(Shape annotation listing)
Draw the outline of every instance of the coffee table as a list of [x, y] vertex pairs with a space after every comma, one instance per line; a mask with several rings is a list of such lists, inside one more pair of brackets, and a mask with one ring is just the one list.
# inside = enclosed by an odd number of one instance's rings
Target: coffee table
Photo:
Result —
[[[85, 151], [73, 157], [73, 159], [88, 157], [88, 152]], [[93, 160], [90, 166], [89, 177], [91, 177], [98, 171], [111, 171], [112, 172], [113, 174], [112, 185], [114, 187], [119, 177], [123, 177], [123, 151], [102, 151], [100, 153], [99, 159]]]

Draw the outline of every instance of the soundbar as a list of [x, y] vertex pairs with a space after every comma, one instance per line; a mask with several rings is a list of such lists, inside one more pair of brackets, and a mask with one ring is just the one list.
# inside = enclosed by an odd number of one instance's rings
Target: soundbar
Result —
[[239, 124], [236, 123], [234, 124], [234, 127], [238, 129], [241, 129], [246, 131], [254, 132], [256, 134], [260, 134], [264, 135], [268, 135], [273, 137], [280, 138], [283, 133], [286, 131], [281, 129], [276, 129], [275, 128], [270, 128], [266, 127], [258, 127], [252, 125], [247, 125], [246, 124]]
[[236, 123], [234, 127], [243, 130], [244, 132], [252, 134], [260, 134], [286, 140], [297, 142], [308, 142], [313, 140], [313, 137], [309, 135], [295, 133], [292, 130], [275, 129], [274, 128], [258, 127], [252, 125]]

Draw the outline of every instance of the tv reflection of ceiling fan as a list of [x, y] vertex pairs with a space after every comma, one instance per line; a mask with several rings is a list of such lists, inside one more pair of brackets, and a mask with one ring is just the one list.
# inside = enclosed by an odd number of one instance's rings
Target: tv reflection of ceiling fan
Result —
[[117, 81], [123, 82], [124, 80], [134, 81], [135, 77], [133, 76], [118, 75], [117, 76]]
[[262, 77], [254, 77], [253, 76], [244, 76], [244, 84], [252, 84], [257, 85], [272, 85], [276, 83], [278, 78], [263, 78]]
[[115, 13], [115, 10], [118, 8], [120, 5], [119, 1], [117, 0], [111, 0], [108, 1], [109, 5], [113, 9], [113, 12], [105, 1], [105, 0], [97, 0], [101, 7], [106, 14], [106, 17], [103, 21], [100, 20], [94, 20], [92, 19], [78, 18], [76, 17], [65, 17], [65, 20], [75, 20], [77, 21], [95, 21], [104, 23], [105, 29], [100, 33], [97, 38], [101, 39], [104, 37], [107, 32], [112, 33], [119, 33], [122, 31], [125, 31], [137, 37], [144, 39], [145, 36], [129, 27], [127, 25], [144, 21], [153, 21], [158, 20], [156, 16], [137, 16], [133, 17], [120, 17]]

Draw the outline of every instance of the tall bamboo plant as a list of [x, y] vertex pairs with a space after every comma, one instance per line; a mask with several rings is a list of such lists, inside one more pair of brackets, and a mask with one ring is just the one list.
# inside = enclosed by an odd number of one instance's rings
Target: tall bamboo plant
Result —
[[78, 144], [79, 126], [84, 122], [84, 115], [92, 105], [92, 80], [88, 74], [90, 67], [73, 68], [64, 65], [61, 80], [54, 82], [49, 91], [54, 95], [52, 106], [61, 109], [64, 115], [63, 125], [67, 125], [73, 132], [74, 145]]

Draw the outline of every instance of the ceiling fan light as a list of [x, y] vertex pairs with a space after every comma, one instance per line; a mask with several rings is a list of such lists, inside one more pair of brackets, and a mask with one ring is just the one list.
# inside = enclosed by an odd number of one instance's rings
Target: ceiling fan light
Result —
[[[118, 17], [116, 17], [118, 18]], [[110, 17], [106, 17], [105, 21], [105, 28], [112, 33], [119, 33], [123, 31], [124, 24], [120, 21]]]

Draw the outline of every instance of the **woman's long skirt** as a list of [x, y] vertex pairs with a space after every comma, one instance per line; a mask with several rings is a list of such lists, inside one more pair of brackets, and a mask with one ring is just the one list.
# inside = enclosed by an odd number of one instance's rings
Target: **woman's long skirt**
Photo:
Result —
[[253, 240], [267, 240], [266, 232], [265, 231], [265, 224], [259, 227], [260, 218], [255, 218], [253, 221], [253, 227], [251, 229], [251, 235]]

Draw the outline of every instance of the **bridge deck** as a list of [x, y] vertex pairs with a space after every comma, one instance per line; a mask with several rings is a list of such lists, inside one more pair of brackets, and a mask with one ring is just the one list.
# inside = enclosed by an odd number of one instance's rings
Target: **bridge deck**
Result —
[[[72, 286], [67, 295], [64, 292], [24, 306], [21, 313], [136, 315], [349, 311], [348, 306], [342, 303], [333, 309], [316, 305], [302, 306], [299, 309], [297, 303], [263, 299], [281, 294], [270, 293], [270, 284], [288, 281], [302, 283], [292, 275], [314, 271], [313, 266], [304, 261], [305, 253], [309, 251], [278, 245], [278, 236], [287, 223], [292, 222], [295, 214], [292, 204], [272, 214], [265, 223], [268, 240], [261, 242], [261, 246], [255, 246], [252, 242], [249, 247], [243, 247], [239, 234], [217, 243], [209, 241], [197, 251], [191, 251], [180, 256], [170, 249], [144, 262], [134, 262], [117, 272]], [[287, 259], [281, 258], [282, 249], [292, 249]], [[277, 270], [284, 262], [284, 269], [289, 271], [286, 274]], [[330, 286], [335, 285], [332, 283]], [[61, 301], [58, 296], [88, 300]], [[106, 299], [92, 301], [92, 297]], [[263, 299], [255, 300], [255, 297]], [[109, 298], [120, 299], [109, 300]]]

DO THIS:
Copy out the lines of the listing between the line holding "Draw the outline of every instance of the tv" and the line holding "75], [117, 76]]", inclusive, repeating each one without change.

COMPLETE ANSWER:
Draw the outline of every instance of the tv reflection of ceiling fan as a list of [x, y] vertex pairs with a space after every comma, one instance per line; a mask with several rings is a list of such lists, inside one more pair of brackets, and a mask with one ring is just the one list.
# inside = enclosed by an odd number of one instance's rings
Target: tv reflection of ceiling fan
Result —
[[117, 81], [123, 82], [124, 80], [134, 81], [135, 77], [133, 76], [118, 75], [117, 76]]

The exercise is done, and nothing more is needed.